» How to complete this task:
Reproduce the passage of the blog post below, starting with "I was teased" and going on through "was going on?", with every word and punctuation mark unchanged.

Salt of the Earth
At the art show this weekend, two of my creative cousins performed a piece called “Black Love is Revolutionary”, a dynamic visual art piece that explored partnership, love, honesty, friendship, confrontation, self-reflection, connectedness to the earth, amongst other themes. The closing of the piece was a dance of sorts. They each held the mirrors to their faces and peered deeply: the mother force, circling and then bowing to honor herself; the father force following closely behind with similar movement. They then handed the mirrors to the audience and invited each of us to take a look. As people held them up, Roni Nicole admonished us to push past the first glance and into a place of real, honest reflection.
After the piece closed, she invited us to share our experience in the mirror. I wrote this blog post to share with you all what I encountered.
The very first thing I saw was my nose.
The mirror was small, and all I could think about was how huge it looked. I instantly felt self-conscious and wondered if my nose looked as giant to everyone else in the room as it did to me. It took me a couple blinks and intentional re-direction to pull the mirror back far enough to see my whole face. As I looked again, I thought “Oh, maybe your nose isn’t that big? I mean, it is, but…… it’s proportional to the whole face, so it doesn’t stick out the way it used it. It looks fine.” There was a lot of negotiation going on in like 0.25 seconds.
The fact that I was fixated on my nose was word to my childhood. For real.
I was teased incessantly during most of 2nd and 3rd grade. People referred to me as ‘Big Nose’ like it was my name. But that was when I was 7 years old. Why was that coming back up now? At this art show, of all places. I mean, I’m 32, I have some of my stuff together – I thought I had evolved from the person that cared about being bullied as a child. So what in the [insert your favorite word here] was going on?

» Data extracts:
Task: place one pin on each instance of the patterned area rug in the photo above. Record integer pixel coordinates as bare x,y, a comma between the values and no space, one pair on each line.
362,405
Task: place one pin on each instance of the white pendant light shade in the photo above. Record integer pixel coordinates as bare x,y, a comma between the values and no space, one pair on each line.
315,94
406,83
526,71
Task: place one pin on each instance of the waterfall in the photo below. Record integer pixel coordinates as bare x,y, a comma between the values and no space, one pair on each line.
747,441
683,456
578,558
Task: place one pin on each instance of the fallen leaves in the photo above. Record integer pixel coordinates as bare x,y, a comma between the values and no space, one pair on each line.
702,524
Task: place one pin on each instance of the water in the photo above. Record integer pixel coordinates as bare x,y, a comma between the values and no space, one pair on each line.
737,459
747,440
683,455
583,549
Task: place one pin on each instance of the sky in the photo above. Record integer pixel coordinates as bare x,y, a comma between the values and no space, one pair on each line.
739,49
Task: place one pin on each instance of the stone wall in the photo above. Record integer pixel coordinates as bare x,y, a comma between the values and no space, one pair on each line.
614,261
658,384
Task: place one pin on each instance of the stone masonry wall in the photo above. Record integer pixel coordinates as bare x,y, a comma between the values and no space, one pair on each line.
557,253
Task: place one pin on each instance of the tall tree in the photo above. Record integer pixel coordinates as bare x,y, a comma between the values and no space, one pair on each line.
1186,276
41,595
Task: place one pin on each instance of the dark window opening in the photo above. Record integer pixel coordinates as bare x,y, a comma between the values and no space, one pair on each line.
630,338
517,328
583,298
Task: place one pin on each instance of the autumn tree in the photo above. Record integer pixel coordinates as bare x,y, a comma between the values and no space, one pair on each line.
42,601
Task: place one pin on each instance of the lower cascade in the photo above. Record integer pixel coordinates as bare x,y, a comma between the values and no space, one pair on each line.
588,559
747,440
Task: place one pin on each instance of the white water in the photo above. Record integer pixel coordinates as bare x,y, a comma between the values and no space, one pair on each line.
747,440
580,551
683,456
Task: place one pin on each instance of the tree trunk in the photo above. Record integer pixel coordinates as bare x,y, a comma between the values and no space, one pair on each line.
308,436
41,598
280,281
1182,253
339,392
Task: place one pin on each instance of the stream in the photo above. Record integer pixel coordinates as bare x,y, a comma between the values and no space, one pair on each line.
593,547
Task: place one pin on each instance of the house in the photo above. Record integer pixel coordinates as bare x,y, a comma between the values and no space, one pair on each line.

» Reply to the exercise:
I was teased incessantly during most of 2nd and 3rd grade. People referred to me as ‘Big Nose’ like it was my name. But that was when I was 7 years old. Why was that coming back up now? At this art show, of all places. I mean, I’m 32, I have some of my stuff together – I thought I had evolved from the person that cared about being bullied as a child. So what in the [insert your favorite word here] was going on?